Could you reproduce, exactly and alone, the lines running from the one with "Query: cow's rear" to the end of the data below?

Data to examine Start Marker

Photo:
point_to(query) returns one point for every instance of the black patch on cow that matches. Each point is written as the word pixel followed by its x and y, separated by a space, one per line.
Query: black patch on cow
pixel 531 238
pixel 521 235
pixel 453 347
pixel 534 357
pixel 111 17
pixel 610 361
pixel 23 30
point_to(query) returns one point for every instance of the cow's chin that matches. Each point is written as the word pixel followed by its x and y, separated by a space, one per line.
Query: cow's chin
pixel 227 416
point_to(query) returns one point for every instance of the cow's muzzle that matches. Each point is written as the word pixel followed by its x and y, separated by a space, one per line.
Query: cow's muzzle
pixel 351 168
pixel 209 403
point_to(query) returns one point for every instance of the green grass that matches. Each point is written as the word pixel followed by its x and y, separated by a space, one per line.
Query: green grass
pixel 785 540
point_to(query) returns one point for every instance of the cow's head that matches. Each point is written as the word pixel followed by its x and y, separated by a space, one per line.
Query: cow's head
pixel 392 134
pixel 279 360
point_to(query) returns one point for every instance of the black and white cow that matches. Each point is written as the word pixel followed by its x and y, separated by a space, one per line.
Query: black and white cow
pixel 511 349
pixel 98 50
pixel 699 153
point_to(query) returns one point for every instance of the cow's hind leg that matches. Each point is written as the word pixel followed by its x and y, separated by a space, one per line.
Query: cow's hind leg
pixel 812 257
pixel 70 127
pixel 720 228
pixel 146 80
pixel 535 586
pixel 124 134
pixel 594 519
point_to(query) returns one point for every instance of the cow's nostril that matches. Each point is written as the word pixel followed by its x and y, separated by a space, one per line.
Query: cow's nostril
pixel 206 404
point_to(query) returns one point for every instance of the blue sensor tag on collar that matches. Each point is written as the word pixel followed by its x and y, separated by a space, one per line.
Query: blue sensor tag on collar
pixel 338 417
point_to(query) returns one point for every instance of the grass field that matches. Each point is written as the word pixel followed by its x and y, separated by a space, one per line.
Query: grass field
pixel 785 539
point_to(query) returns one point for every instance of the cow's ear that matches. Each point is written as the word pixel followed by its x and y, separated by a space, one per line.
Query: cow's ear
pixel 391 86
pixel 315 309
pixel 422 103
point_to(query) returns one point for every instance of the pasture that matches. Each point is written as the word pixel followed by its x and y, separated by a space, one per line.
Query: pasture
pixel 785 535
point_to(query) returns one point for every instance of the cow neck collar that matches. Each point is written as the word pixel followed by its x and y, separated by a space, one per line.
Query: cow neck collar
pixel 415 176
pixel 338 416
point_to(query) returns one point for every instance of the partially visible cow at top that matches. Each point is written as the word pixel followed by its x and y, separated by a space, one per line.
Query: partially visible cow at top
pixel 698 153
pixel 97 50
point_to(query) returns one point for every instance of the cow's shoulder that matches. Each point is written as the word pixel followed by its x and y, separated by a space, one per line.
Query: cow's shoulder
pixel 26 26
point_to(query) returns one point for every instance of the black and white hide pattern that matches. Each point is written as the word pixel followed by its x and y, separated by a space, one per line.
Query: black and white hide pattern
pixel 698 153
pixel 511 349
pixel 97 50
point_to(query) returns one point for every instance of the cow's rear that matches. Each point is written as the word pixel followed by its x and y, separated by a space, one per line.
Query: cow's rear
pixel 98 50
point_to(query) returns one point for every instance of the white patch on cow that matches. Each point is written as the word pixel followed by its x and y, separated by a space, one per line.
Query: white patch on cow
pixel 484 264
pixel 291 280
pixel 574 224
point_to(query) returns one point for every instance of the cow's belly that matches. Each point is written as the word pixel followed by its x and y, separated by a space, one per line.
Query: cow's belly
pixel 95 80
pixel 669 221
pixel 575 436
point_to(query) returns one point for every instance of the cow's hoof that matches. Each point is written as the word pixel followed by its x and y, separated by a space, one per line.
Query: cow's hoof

Data to examine End Marker

- [Written response]
Query: cow's rear
pixel 98 50
point_to(query) returns one point for every instance of the white patch on cow that matches. Each point is written as the word pixel followed by its x and y, separated by a space, one per line.
Query: white patch on cow
pixel 484 264
pixel 291 280
pixel 574 224
point_to(query) returns one point for every instance of the cow's belly that matches. Each point is written as the word pixel followed by its x and y, separated by a space, one per line.
Query: cow's belly
pixel 95 80
pixel 669 221
pixel 575 436
point_to(query) returns one point for every instance of the cow's hoof that matches. Each point is written as the word pixel followed by its x and y, separated by a space, one per line.
Query: cow's hoof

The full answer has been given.